··· THE INPUT ···
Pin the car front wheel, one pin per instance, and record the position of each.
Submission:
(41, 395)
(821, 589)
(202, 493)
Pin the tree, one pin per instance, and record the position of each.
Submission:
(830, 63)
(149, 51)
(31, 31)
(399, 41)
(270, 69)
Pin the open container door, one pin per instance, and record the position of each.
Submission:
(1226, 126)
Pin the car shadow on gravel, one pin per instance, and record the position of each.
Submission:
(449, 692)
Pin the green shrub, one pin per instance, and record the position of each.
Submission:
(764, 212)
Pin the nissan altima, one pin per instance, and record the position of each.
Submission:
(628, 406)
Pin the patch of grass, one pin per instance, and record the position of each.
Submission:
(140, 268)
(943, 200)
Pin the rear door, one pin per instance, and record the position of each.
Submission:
···
> WHAT THE TASK REQUIRES:
From the line holding "Pin the tree, one" down to the final line above, quote every line exactly and only those lines.

> ANSWER:
Pin the tree, one pin per instance, and record the position of each.
Submission:
(830, 63)
(149, 51)
(31, 31)
(399, 41)
(270, 69)
Pin the open container door, one pin per instance, and record the position of each.
Submission:
(1226, 126)
Pin the car shadow on gravel, one pin per instance, and record the position of each.
Submission:
(449, 692)
Pin the green shrub, one pin per instance, and record the position of each.
Submission:
(764, 212)
Pin the nissan altima, one pin per instance, and record the position of each.
Submission:
(628, 406)
Pin the patch of grass, one pin per instance, and record the position of each.
Submission:
(140, 268)
(943, 200)
Pin the rear door, one pin per instance, and record the position of each.
Submission:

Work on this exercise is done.